» **Fragment źródłowy**
◇ ◇ ◇ ◇ ◇ ◇ ◇

Co nie zmieści się w bagażniku, może jechać na dachu, maksymalne obciążenie wynosi 80 kilogramów. Tu sprytny patent: relingi da się po odkręceniu kilku śrub ustawić w poprzek dachu i używać jako poprzeczek np. do bagażnika rowerowego czy "trumny". Do tego relingi poprawiają moim zdaniem też wygląd Sandero.
Trzycylindrowy, 110-konny silnik to najmocniejszy napęd w Sandero Stepway, dostępny obecnie tylko w połączeniu z wyposażeniem Extreme. W ważącej nieco ponad 1,1 tony Dacii ma dość lekką robotę – na tyle, że poruszając się w pojedynkę i spokojnie, można się pokusić o uruchomienie trybu Eco, który nieco łagodzi reakcję silnika na gaz i ułatwia harmonijne przyspieszanie.
Sandero jest wystarczająco żwawe: od 0-100 km/h potrzebuje wg danych fabrycznych 10 sekund i maksymalnie pozwala się rozpędzić do 180 km/h – w takim aucie więcej nie trzeba. Typowe dla trzech cylindrów wibracje okazują się znośne, do długiego skoku lewarka skrzyni biegów też można przywyknąć, ale szybkich zmian biegów trzycylindrowe Sandero nie lubi. Grunt, że skrzynia ma sześć biegów. Jedynka jest dość krótka, na dwójce można żwawo "pociągnąć". Automat w tej wersji nie występuje, skrzynia X-Tronic dostępna jest tylko w odmianie 91-konnej.
Jak na masę auta i pojemność skokową silnika, spalanie nie jest szczególnie niskie, ale akceptowalne. Dacia obiecuje wg WLTP średnio 5,6 l/100 km. A realnie? W mieście trzeba liczyć 7-8 l/100 km, 6,4 litra udało mi się osiągnąć tylko wieczorem, na pustych ulicach. Przy bardzo zachowawczej jeździe na drodze krajowej udało się nawet zejść do 4,9 l/100 km. Na drodze ekspresowej, nie przekraczają 120 km/h, Sandero potrzebowało 6,7 l/100 km, a na autostradzie zmierzyłem nawet 8,3 l/100 km.

◇ ◇ ◇ ◇ ◇ ◇ ◇

» **Dostarczone dane**
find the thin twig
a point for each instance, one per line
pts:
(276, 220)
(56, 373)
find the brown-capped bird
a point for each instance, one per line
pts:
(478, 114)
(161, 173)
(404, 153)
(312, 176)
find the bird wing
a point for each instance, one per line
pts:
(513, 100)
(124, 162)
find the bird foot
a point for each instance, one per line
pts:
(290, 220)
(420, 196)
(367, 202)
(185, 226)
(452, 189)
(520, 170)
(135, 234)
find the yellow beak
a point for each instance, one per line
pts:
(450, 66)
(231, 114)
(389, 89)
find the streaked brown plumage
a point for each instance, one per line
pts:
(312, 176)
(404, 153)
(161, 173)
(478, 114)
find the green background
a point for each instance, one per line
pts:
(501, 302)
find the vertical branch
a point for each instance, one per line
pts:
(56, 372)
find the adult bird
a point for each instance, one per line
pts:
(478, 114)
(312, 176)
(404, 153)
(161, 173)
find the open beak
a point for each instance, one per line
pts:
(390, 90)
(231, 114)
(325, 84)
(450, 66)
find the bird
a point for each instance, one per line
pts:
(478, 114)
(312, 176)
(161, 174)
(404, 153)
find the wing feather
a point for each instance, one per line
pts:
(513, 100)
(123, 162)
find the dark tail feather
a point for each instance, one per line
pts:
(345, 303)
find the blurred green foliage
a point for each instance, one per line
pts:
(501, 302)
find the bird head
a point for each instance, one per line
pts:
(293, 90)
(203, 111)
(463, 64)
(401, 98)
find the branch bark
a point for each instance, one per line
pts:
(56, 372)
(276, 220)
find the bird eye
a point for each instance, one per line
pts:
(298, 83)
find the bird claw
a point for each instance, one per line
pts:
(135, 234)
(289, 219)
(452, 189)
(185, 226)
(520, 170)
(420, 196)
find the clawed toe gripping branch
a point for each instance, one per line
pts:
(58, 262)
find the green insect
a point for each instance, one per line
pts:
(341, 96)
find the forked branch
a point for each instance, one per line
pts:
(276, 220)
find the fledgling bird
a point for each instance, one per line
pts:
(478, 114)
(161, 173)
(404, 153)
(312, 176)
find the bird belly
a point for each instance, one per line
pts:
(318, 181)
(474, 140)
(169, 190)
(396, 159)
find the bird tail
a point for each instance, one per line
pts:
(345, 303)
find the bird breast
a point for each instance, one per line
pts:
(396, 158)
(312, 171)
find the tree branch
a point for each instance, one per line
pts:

◇ ◇ ◇ ◇ ◇ ◇ ◇

» **Krótkie ćwiczenie 1**
Oceń, czy stwierdzenia (a)–(c) są zgodne z fragmentem źródłowym. Przy każdym odpowiedz „tak” lub „nie” i przytocz dosłownie rozstrzygające słowa tekstu.
(a) Maksymalne obciążenie dachu wynosi 80 kilogramów.
(b) Skrzynia X-Tronic jest dostępna w wersji 110-konnej.
(c) Skrzynia biegów ma pięć biegów.
» **Krótkie ćwiczenie 2**
Proszę odpowiedzieć na podstawie fragmentu źródłowego na pytania (a)–(c).
(a) Ile według danych fabrycznych trwa przyspieszenie od 0 do 100 km/h?
(b) Jakie średnie spalanie według WLTP obiecuje Dacia?
(c) Ile waży Dacia?
» **Krótkie ćwiczenie 3**
Przepisz fragment źródłowy od słów "Jak na masę" aż do słów "8,3 l/100 km." włącznie, zamieniając "drodze krajowej" na "drodze powiatowej".

» **Rozwiązanie zadania 1**
(a) Tak: „maksymalne obciążenie wynosi 80 kilogramów”.
(b) Nie: „skrzynia X-Tronic dostępna jest tylko w odmianie 91-konnej”.
(c) Nie: „skrzynia ma sześć biegów”.

» **Rozwiązanie zadania 2**
(a) 10 sekund.
(b) 5,6 l/100 km.
(c) Nieco ponad 1,1 tony.

» **Rozwiązanie zadania 3**
Jak na masę auta i pojemność skokową silnika, spalanie nie jest szczególnie niskie, ale akceptowalne. Dacia obiecuje wg WLTP średnio 5,6 l/100 km. A realnie? W mieście trzeba liczyć 7-8 l/100 km, 6,4 litra udało mi się osiągnąć tylko wieczorem, na pustych ulicach. Przy bardzo zachowawczej jeździe na drodze powiatowej udało się nawet zejść do 4,9 l/100 km. Na drodze ekspresowej, nie przekraczają 120 km/h, Sandero potrzebowało 6,7 l/100 km, a na autostradzie zmierzyłem nawet 8,3 l/100 km.